→ DOCUMENT PASSAGE:
== Segment start ==

Matt Perryman Matt Perryman

Effects of aerobic and/or resistance training on body mass and fat mass in overweight or obese adults

Effects of aerobic and/or resistance training on body mass and fat mass in overweight or obese adults.

This study popped up on the social media yesterday and it’s caused quite an uproar among the pro-lifting crowd, mainly thanks to the last lines of the abstract which seem to say that “cardio is better than lifting weights”.

I don’t want to get into a full dissection of this paper, because I think, like most media-driven study-hysteria, it’s importance is overblown. I’d like instead to go over some thoughts that occurred to me as I read through the findings which might help slot these findings into a pragmatic framework.

== Segment end ==

→ ACTIVITY LIST:
A - According to the post on aerobic and resistance training, why does the author avoid a full dissection of the study? Answer in one to three sentences.
B - Resume the post on aerobic and resistance training after its final sentence.
The material after this point was taken from a separate, unrelated source.

→ INPUT DATA:
== Segment start ==

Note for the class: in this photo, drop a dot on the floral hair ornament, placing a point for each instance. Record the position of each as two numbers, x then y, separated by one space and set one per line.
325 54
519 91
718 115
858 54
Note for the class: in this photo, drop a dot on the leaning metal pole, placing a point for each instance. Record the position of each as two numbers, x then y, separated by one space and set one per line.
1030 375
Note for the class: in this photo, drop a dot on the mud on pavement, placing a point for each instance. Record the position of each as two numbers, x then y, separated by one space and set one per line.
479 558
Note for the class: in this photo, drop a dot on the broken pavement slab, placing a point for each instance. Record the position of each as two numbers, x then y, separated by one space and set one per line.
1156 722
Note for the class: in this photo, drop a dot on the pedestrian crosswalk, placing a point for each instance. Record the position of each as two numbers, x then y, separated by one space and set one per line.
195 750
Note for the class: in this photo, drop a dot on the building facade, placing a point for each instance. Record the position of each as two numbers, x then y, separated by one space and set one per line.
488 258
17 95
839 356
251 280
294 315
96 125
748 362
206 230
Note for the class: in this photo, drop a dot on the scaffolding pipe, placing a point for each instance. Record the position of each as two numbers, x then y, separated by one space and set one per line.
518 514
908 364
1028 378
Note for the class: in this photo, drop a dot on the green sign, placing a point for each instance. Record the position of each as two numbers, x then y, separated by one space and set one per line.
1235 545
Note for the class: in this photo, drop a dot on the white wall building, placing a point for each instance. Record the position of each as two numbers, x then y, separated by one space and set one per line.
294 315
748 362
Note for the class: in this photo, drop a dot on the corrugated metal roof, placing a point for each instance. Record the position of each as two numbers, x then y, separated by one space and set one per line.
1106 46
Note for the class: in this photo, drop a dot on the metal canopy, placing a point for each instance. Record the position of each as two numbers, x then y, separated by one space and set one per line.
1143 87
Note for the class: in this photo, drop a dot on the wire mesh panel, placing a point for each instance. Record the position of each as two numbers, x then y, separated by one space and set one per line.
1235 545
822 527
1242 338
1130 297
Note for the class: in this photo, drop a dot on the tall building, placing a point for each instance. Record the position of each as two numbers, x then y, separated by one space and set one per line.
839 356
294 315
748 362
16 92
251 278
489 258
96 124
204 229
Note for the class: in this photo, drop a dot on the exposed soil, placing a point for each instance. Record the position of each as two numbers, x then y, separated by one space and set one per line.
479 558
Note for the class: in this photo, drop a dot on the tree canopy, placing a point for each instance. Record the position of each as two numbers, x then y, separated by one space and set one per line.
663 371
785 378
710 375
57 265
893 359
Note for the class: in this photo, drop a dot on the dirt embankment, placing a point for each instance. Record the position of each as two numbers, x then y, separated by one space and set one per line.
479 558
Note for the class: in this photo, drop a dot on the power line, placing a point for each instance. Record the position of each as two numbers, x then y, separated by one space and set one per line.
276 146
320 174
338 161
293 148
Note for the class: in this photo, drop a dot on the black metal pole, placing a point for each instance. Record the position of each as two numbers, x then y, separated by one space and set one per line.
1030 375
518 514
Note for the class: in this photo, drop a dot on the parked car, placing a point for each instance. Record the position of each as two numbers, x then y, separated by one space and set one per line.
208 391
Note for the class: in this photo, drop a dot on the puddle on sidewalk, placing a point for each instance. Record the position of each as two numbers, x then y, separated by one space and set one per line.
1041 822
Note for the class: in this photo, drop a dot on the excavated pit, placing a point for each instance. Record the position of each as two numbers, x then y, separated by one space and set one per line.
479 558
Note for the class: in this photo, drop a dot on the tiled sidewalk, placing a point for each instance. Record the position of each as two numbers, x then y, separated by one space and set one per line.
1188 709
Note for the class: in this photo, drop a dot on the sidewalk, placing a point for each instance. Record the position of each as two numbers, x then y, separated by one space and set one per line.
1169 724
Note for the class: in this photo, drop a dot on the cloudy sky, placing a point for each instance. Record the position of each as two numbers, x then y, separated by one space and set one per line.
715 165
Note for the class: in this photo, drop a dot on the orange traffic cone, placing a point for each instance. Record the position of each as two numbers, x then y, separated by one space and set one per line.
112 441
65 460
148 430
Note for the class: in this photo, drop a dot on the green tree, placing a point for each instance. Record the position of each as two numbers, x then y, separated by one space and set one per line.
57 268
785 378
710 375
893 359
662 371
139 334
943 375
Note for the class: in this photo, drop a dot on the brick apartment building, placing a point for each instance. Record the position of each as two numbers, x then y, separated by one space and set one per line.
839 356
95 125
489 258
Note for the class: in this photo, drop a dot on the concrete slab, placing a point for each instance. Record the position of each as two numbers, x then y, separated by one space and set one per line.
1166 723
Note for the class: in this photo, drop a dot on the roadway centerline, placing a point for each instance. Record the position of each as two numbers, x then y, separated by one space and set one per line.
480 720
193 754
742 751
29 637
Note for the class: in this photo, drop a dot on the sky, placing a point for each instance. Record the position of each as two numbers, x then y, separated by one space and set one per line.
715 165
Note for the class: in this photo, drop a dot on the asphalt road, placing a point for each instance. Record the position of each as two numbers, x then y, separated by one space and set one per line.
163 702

== Segment end ==

→ PER-TASK ANSWERS:
A - The author considers the study's importance overblown, as with most media-driven study-hysteria. The author prefers to share some thoughts that might help fit the findings into a pragmatic framework.

B -
  • I’ve had prior experience, both directly and in advising others dealing with “stuck” clients, with overweight and obese people not responding to the prescription of “just lift and watch your diet”. You can conjure up your own Pubmed explanations for why this might be, but the reality of it is that some folks just don’t respond well to that plan, and I don’t believe it’s because they are “really” just eating too much.
  • What has, however, worked consistently is taking these people away from an exclusive emphasis on lifting (and intense interval cardio) and getting them to do add light to moderate aerobic cardio. Even a half-hour to an hour of aerobic cardio, something as simple as a walk (my rule is “do something that makes you breathe hard”), can make all the difference, and suddenly the fat starts to come off.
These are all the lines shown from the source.